__Goal__
Render the lines below as a JSON list of strings, one string per line, with blank lines left out.

__Record set__
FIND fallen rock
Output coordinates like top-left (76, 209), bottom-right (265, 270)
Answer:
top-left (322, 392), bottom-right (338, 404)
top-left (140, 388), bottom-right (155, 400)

__Answer to this task__
[
  "FIND fallen rock",
  "Output coordinates like top-left (76, 209), bottom-right (265, 270)",
  "Answer:",
  "top-left (322, 392), bottom-right (338, 404)",
  "top-left (140, 388), bottom-right (155, 400)"
]